Exercise:
In the material below, repeat only the lines from the one that holds "phrase -- boot sole" through the final line, exactly as they stand.

____

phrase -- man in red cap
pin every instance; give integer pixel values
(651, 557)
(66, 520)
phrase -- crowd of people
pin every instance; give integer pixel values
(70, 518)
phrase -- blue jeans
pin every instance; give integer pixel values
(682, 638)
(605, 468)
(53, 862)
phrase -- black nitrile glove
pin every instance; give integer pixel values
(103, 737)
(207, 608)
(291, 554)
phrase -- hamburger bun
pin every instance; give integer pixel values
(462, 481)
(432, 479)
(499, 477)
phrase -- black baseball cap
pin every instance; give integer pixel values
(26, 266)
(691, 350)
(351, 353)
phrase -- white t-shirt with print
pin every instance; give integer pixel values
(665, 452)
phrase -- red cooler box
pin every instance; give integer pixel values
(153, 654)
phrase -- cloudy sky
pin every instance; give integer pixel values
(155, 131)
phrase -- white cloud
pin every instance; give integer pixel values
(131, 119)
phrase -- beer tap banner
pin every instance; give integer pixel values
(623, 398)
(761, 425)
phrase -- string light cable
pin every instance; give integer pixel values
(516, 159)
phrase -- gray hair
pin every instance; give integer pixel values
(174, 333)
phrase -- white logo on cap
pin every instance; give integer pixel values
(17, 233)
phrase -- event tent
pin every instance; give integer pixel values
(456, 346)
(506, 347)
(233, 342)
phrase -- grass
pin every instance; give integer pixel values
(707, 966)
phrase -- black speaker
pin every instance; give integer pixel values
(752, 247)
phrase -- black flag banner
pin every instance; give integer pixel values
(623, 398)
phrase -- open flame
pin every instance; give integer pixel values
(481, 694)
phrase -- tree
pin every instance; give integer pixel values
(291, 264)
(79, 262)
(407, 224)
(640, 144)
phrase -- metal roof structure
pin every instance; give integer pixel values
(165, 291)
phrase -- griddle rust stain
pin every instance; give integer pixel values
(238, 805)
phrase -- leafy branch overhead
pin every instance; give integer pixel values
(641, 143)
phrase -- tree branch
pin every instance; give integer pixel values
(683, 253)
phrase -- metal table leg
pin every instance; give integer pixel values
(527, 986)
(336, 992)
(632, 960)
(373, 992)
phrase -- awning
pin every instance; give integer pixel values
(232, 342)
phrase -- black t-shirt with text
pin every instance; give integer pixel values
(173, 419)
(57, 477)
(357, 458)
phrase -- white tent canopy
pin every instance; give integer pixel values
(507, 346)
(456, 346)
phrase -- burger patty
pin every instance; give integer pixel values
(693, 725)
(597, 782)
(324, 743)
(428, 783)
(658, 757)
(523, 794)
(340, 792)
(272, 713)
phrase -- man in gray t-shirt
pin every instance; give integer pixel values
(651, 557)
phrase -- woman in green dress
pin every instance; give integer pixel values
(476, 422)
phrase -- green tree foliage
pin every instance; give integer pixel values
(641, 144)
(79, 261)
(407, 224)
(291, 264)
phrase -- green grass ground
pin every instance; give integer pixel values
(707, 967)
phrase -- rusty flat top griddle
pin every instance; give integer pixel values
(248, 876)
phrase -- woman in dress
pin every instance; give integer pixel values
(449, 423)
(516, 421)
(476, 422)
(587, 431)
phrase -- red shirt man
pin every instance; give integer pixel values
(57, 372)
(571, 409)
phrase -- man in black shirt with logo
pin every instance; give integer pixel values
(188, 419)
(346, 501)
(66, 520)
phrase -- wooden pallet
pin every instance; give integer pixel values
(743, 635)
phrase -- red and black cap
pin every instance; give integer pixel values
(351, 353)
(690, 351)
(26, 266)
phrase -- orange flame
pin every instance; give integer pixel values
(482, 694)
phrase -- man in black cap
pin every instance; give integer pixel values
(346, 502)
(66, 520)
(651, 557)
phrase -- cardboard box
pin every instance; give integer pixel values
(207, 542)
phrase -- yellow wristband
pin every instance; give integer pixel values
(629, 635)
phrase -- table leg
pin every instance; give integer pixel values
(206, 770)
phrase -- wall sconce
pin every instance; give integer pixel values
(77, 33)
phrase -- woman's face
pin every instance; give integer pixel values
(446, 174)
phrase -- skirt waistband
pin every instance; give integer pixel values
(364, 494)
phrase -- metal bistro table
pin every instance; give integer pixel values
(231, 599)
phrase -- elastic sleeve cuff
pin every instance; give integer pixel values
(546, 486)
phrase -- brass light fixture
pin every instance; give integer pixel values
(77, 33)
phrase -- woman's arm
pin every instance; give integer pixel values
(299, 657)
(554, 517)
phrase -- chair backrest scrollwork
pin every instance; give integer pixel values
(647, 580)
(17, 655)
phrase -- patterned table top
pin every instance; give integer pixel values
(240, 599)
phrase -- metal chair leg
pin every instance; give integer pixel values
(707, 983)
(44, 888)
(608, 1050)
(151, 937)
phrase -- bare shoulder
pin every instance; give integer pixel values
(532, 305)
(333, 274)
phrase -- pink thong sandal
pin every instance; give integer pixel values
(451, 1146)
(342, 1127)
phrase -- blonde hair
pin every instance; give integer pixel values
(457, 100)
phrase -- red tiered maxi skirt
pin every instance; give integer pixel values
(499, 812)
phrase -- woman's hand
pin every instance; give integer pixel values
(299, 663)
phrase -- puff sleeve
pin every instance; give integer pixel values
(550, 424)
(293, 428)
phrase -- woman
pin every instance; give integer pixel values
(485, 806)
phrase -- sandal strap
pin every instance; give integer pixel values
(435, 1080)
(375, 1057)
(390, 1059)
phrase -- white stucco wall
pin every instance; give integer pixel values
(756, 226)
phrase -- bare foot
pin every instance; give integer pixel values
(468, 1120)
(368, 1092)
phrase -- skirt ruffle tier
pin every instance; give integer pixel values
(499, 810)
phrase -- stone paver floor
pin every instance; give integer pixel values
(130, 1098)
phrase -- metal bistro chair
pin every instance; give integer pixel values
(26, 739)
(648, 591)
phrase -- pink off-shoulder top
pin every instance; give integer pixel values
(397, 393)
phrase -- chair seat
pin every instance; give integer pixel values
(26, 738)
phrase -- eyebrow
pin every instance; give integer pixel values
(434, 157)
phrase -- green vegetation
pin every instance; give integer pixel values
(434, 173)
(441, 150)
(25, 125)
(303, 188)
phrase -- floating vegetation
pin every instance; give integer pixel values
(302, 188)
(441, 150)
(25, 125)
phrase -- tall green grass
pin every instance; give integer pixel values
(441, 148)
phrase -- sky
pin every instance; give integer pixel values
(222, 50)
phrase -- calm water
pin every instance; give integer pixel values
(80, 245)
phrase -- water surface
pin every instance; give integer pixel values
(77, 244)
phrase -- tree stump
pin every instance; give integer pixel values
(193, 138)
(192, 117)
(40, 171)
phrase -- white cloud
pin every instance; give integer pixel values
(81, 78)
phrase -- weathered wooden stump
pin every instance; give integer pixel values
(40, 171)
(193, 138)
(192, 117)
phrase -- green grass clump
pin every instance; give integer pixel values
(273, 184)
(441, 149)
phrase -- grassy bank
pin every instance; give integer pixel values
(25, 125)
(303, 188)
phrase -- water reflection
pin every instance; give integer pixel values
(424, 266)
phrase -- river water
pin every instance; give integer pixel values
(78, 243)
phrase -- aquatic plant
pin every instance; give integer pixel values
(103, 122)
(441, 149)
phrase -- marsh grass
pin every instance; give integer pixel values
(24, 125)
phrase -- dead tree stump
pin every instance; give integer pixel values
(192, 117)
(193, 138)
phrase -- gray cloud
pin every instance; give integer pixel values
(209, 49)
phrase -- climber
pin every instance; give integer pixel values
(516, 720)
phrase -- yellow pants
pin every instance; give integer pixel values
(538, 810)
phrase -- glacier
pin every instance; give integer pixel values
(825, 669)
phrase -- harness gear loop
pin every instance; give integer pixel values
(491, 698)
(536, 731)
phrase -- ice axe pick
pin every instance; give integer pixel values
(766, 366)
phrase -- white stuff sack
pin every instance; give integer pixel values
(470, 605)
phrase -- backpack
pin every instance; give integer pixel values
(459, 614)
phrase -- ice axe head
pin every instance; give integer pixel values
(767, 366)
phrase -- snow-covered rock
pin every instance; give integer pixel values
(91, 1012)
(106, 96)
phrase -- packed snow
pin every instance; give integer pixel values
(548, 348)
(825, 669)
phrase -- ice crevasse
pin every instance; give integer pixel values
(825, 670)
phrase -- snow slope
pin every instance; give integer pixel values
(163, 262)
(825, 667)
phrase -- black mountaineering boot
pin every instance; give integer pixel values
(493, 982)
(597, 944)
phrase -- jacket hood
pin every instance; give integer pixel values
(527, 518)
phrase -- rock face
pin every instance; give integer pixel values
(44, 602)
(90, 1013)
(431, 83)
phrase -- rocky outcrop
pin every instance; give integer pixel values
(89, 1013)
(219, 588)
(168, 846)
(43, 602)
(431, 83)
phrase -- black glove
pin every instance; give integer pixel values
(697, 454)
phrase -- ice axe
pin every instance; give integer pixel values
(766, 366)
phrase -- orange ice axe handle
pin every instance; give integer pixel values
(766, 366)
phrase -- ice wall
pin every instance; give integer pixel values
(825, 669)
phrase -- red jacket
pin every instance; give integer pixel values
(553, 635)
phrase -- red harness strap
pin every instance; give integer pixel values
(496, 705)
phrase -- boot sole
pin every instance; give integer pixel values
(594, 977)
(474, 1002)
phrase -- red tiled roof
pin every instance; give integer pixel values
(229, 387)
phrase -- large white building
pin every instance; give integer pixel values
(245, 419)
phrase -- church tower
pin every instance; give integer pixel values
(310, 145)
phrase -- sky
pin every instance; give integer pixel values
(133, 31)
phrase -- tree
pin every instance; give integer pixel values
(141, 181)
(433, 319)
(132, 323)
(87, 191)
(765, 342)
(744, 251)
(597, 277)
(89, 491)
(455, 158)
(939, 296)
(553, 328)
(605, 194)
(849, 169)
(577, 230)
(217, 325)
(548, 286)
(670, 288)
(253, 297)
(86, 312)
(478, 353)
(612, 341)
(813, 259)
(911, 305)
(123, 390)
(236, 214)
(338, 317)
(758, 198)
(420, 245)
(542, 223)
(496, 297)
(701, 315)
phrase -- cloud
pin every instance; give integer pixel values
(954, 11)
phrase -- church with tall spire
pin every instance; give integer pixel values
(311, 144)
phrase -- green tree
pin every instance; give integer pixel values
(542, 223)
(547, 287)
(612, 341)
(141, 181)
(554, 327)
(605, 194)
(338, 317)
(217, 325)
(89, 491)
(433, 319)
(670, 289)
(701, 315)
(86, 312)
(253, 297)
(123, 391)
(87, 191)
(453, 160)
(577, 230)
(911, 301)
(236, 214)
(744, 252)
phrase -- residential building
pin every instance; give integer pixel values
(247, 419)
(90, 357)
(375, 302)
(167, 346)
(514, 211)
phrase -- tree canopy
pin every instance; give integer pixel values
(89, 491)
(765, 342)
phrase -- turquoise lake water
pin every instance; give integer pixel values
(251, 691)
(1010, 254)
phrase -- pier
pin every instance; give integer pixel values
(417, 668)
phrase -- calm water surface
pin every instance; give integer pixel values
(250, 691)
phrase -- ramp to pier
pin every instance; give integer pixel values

____

Result for this exercise:
phrase -- boot sole
pin every instance; give integer pixel values
(594, 977)
(474, 1002)
phrase -- red tiled roof
pin every instance; give integer pixel values
(229, 387)
phrase -- large white building
pin every instance; give integer pixel values
(245, 419)
phrase -- church tower
pin every instance; give integer pixel values
(310, 145)
phrase -- sky
pin every instance; give integer pixel values
(133, 31)
phrase -- tree
pin every instance; give integer pixel values
(141, 181)
(433, 319)
(132, 323)
(87, 191)
(765, 342)
(744, 251)
(597, 277)
(89, 491)
(455, 158)
(939, 296)
(553, 328)
(605, 194)
(849, 169)
(577, 230)
(217, 325)
(548, 286)
(670, 288)
(253, 297)
(86, 312)
(478, 353)
(612, 341)
(813, 259)
(911, 305)
(123, 390)
(236, 214)
(338, 317)
(758, 198)
(420, 245)
(542, 223)
(496, 297)
(701, 315)
phrase -- cloud
pin every instance; give integer pixel values
(954, 11)
phrase -- church with tall spire
pin every instance; give integer pixel values
(311, 144)
phrase -- green tree
pin every instance; give integer pixel values
(542, 223)
(547, 287)
(612, 341)
(141, 181)
(554, 327)
(605, 194)
(338, 317)
(217, 325)
(89, 491)
(433, 319)
(670, 289)
(701, 315)
(86, 312)
(253, 297)
(123, 391)
(87, 191)
(453, 160)
(577, 230)
(911, 301)
(236, 214)
(744, 252)
phrase -- residential building
pin every instance; give integer pixel values
(247, 419)
(90, 357)
(375, 302)
(167, 346)
(514, 211)
phrase -- tree canopy
pin every instance; give integer pixel values
(89, 491)
(765, 342)
phrase -- turquoise lake water
pin every instance; give integer pixel values
(251, 691)
(1010, 254)
phrase -- pier
pin every instance; give integer pixel values
(417, 668)
phrase -- calm water surface
pin every instance; give integer pixel values
(250, 691)
phrase -- ramp to pier
pin every instance; give integer pixel values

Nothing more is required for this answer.